Image point grounding data:
══════════
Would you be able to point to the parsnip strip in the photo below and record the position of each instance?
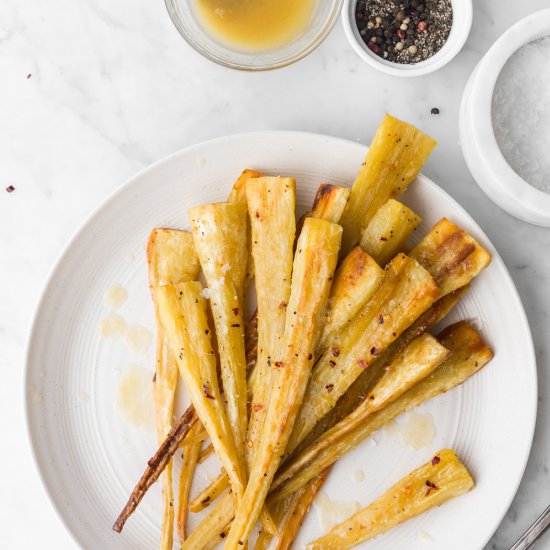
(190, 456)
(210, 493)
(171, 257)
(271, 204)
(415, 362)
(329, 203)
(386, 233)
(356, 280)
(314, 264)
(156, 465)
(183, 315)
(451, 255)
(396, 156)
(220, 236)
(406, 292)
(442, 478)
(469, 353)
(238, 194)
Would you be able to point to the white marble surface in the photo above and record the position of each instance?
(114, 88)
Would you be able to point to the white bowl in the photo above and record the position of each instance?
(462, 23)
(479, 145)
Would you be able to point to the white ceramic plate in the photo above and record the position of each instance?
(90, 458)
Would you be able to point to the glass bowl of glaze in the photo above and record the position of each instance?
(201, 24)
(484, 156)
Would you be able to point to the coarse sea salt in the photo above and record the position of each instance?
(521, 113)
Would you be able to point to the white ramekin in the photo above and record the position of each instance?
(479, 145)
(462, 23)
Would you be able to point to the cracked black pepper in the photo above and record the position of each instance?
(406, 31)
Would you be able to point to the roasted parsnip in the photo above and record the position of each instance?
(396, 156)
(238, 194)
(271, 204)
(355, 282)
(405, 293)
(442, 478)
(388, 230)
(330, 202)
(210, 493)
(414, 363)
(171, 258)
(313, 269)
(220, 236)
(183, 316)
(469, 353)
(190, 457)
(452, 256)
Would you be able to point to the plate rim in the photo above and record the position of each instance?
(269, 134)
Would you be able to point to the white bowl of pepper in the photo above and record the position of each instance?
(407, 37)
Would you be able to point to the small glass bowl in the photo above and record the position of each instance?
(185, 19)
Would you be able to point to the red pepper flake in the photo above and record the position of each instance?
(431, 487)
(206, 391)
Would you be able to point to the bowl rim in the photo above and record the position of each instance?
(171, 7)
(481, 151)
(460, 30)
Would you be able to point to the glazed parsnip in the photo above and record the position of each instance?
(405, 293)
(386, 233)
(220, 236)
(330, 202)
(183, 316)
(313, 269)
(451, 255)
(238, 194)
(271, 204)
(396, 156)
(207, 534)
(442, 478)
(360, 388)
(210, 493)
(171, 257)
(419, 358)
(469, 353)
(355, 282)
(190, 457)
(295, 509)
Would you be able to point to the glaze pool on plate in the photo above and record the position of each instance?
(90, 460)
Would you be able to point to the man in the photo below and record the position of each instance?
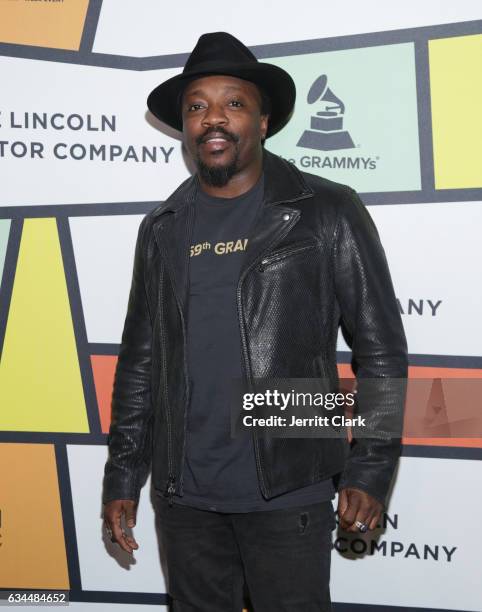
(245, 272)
══════════
# TASK REQUIREMENTS
Pictures excluded, return exactly the lines from the one with "Would you be able to point to the small" through the final line of the entries above, both included.

# YOUR SOLUTION
Would you be able to point to the small glass bowl in the photo above and record the position of each instance?
(185, 19)
Would you be able to point to the red pepper flake in the photo above and record the position of each instance?
(431, 487)
(206, 391)
Would you be able to point to the bowl rim in the photo above and record the position of each instance?
(171, 7)
(481, 151)
(460, 30)
Would you be able to point to the glazed parsnip in the photo above and record the position of each instance?
(405, 293)
(386, 233)
(220, 236)
(330, 202)
(183, 316)
(313, 269)
(451, 255)
(238, 194)
(271, 204)
(396, 156)
(207, 534)
(442, 478)
(360, 388)
(210, 493)
(171, 257)
(419, 358)
(469, 353)
(355, 282)
(190, 457)
(295, 509)
Would you be able to point to the glaze pool on plate in the photo above and record the position of each instance?
(90, 460)
Would you be able to point to the man in the photo below and record the position of each instance?
(245, 272)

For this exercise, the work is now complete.